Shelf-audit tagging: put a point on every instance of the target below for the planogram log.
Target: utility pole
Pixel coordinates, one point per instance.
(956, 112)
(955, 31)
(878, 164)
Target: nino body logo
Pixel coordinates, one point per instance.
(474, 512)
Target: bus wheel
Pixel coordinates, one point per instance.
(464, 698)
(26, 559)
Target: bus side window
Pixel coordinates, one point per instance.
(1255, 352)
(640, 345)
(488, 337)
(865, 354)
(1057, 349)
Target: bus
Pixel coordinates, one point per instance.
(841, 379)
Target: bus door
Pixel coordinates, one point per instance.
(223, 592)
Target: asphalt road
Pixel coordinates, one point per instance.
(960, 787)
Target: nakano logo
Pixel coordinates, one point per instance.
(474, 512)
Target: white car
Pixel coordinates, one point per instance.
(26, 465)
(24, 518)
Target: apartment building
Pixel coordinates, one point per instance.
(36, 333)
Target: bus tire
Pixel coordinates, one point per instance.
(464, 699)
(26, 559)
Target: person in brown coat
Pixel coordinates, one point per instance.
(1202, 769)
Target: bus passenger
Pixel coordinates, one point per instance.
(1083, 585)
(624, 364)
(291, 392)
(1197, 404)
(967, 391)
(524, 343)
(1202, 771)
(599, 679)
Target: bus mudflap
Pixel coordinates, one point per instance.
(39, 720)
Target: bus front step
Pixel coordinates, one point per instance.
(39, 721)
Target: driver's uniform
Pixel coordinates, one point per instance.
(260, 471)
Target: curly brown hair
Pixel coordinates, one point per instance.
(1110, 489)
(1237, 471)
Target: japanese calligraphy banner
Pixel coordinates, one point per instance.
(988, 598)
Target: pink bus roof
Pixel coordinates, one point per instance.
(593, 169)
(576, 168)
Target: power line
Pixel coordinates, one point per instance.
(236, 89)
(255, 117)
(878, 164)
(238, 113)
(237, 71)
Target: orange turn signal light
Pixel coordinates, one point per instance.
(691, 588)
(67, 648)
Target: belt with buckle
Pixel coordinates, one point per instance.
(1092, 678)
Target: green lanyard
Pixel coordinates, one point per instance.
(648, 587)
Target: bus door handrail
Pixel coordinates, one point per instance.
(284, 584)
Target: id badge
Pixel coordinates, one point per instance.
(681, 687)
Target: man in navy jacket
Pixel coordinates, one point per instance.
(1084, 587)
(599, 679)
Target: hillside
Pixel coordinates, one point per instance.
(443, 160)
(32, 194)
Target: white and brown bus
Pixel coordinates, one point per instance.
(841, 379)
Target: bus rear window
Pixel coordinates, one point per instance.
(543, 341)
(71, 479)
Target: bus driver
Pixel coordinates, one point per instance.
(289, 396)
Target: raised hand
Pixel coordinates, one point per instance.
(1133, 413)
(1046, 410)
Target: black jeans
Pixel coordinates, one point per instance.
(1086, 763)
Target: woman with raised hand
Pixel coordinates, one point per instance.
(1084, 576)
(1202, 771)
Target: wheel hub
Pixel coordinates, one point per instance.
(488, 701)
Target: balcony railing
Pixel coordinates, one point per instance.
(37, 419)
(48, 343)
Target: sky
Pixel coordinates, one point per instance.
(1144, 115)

--

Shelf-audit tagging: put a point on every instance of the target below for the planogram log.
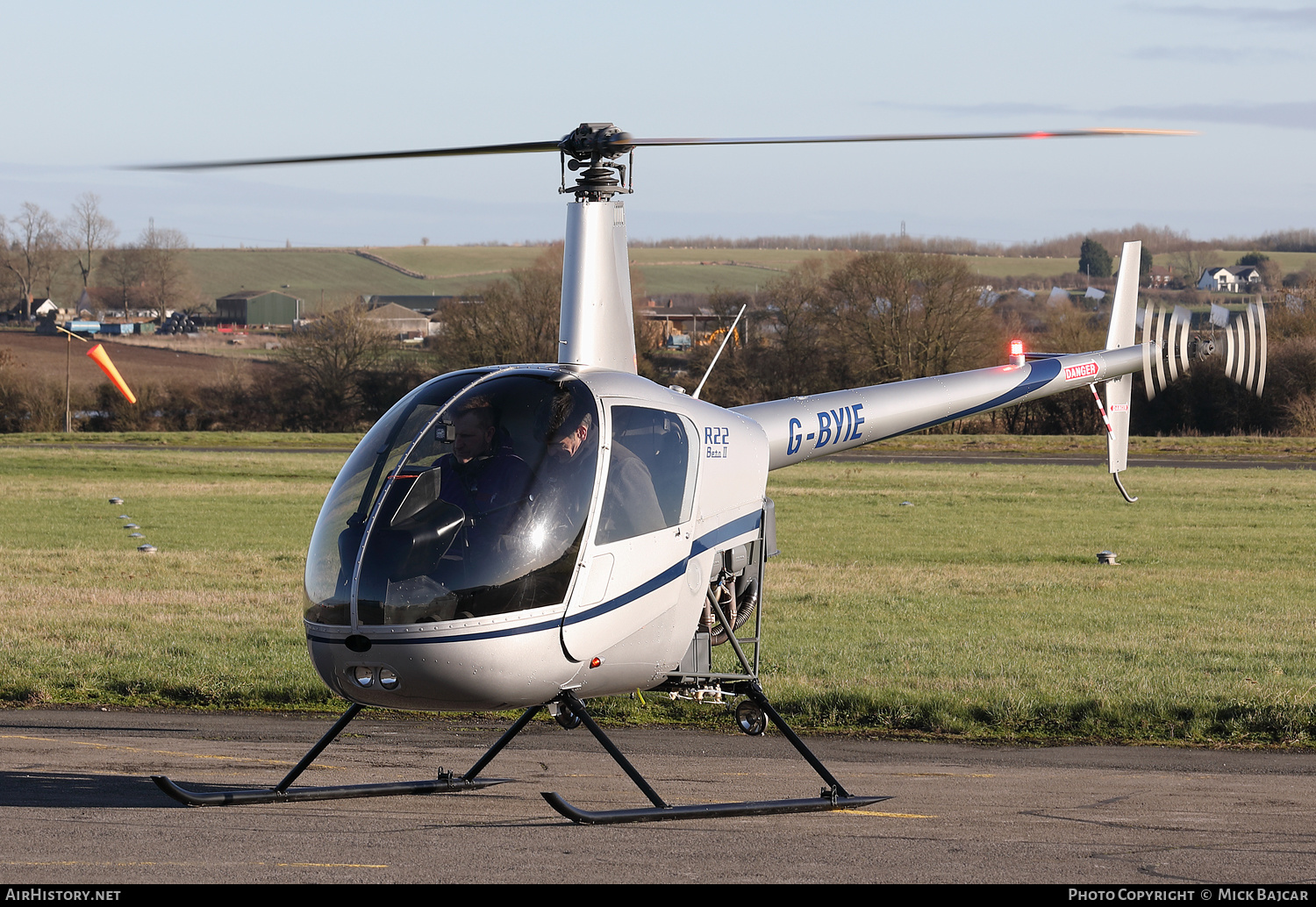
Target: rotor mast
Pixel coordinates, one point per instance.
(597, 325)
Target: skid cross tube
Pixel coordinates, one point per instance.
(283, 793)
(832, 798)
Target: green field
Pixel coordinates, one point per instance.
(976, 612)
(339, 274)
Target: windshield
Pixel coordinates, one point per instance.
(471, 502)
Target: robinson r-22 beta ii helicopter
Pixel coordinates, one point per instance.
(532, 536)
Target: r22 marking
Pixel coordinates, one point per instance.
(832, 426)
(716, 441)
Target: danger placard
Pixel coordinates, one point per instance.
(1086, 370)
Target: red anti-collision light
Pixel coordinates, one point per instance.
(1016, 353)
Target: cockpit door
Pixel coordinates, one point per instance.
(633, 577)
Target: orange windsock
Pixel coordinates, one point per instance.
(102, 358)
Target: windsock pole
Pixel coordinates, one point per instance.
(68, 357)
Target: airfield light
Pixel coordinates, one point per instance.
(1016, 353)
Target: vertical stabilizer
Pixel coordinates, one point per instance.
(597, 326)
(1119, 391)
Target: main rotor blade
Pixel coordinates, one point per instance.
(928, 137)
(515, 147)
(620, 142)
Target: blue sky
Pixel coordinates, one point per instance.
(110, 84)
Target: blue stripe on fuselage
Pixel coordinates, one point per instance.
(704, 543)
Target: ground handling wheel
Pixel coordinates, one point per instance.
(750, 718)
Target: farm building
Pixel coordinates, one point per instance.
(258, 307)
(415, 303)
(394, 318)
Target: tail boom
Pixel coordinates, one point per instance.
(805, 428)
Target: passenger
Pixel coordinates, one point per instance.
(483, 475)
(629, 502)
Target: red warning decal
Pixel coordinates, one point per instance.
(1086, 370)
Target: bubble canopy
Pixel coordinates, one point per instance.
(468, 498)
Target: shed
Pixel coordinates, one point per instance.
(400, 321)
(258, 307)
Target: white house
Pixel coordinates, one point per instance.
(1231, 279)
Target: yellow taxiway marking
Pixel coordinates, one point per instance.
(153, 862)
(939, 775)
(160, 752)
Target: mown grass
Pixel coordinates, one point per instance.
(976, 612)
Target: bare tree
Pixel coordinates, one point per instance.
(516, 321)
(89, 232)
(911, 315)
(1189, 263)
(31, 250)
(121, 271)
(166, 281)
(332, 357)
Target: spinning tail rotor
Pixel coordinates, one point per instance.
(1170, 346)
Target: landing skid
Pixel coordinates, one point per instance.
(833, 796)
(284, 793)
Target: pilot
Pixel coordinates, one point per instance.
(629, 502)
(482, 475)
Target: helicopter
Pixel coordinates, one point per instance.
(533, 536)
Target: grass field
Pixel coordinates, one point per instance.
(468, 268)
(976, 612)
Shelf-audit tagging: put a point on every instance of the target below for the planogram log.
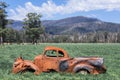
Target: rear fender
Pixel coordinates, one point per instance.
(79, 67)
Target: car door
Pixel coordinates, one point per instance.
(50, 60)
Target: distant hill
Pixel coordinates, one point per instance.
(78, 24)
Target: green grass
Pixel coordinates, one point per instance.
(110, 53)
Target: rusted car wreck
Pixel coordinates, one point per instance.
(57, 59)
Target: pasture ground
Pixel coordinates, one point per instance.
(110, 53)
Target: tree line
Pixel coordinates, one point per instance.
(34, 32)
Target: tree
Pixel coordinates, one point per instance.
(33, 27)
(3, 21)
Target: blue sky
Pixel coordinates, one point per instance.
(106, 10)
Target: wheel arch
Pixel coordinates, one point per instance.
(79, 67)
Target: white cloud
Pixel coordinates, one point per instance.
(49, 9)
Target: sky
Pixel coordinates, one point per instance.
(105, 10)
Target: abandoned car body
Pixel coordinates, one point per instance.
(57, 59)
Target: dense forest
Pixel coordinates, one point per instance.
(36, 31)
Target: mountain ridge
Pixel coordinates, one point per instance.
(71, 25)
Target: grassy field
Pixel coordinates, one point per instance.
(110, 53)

---

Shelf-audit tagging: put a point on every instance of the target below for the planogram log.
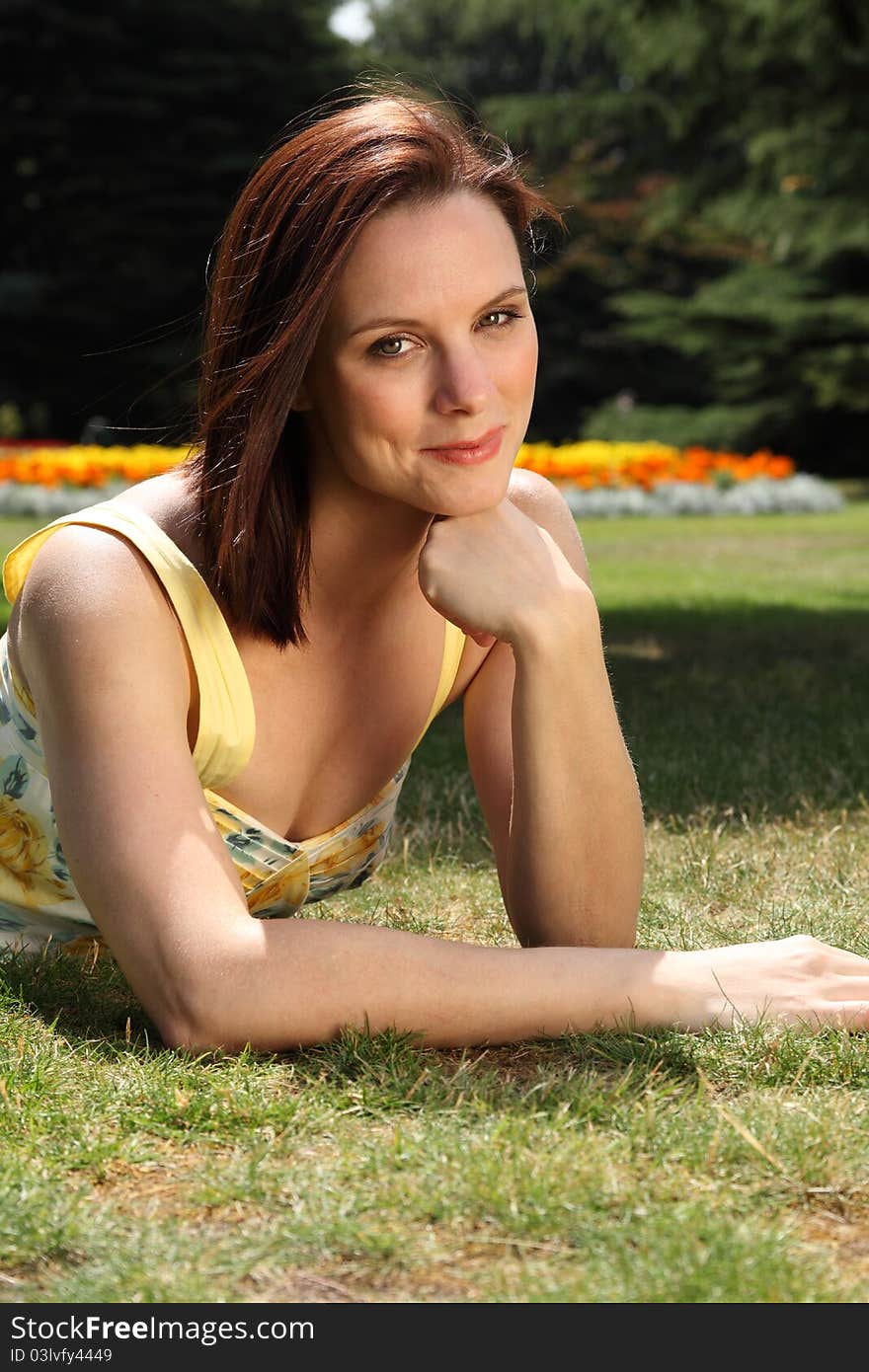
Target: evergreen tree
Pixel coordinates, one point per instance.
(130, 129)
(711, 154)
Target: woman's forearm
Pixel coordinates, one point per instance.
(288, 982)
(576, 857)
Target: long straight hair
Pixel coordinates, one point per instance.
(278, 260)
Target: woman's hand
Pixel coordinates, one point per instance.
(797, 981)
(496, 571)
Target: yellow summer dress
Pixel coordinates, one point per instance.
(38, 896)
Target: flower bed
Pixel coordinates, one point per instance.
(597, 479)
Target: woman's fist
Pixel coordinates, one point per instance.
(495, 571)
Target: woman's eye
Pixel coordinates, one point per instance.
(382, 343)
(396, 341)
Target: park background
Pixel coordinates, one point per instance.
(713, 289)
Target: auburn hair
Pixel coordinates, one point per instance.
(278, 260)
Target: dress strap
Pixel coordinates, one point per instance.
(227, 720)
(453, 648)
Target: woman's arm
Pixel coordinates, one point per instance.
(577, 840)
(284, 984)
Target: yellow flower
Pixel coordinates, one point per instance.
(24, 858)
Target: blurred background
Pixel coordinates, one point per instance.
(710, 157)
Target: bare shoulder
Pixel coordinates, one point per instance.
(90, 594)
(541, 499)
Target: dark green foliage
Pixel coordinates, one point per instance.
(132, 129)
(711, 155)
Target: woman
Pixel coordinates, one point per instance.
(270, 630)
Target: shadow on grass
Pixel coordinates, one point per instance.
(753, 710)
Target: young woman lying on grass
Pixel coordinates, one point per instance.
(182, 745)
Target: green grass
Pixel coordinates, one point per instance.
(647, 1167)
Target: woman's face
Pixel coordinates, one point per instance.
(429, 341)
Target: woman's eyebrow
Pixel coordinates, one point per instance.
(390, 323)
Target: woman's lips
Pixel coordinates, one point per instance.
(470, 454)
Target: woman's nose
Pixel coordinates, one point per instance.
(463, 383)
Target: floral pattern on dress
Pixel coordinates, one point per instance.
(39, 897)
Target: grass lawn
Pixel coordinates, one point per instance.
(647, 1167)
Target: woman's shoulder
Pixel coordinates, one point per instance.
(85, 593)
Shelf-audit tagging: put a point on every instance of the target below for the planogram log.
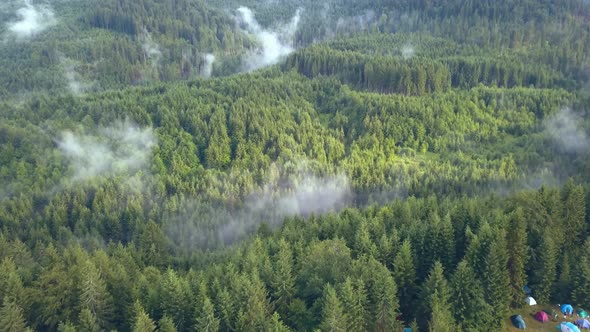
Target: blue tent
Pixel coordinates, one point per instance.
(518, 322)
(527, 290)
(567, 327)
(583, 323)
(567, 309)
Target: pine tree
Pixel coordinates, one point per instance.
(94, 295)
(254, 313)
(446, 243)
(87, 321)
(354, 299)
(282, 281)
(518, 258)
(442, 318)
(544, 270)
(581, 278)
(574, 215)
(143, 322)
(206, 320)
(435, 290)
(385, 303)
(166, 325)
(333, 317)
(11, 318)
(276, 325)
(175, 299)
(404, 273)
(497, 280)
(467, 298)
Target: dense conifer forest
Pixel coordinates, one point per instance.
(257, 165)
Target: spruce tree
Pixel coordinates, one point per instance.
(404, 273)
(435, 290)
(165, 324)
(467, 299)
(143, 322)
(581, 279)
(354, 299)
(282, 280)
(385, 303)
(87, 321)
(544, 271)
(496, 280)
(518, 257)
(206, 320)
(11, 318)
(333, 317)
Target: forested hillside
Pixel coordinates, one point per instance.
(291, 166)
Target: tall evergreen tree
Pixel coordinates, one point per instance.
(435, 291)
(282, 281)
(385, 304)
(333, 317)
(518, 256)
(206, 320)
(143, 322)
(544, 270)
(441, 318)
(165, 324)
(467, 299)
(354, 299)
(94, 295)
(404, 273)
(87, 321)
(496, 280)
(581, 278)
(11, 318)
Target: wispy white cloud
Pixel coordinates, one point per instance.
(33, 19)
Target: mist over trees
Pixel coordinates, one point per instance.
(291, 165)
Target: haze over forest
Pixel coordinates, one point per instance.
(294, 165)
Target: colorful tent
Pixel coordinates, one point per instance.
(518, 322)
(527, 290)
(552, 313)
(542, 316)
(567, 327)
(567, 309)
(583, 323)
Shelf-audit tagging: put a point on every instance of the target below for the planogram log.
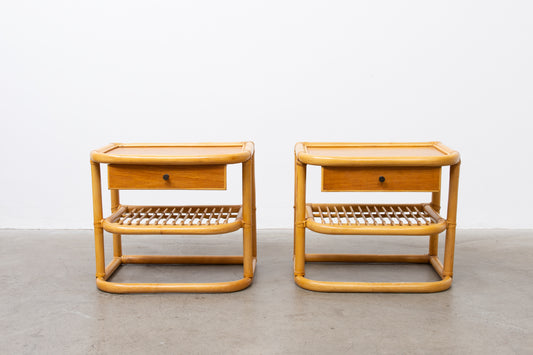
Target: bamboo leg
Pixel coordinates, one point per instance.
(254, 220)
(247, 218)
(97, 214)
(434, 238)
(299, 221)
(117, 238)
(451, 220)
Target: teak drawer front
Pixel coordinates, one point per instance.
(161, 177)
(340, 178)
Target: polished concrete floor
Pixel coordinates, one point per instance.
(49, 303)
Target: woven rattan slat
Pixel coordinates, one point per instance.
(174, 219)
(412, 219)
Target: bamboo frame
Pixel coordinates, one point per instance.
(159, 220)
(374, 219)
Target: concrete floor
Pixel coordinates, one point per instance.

▶ **GIVEN PROBLEM**:
Output the stretch from the line containing "Target: raised hand" through the line containing "(1144, 115)" as a two-column CSV with the columns text and answer. Give one row per record, put each field in double quotes, and replace line breaks with spaces.

▶ **EXERCISE ANSWER**:
text,answer
"Target: raised hand Pixel coordinates, one point per instance.","(1133, 413) (1046, 410)"
"Target: black jeans Pixel coordinates, one point per instance.","(1086, 763)"
"Target: woman with raised hand Pixel coordinates, one point per instance.","(1084, 576) (1202, 771)"
"Target: wheel hub Pixel coordinates, one point per instance.","(488, 701)"
"Target: balcony railing Pixel coordinates, one point per instance.","(37, 419) (48, 343)"
"Target: sky Pixel coordinates, one point per instance.","(1144, 115)"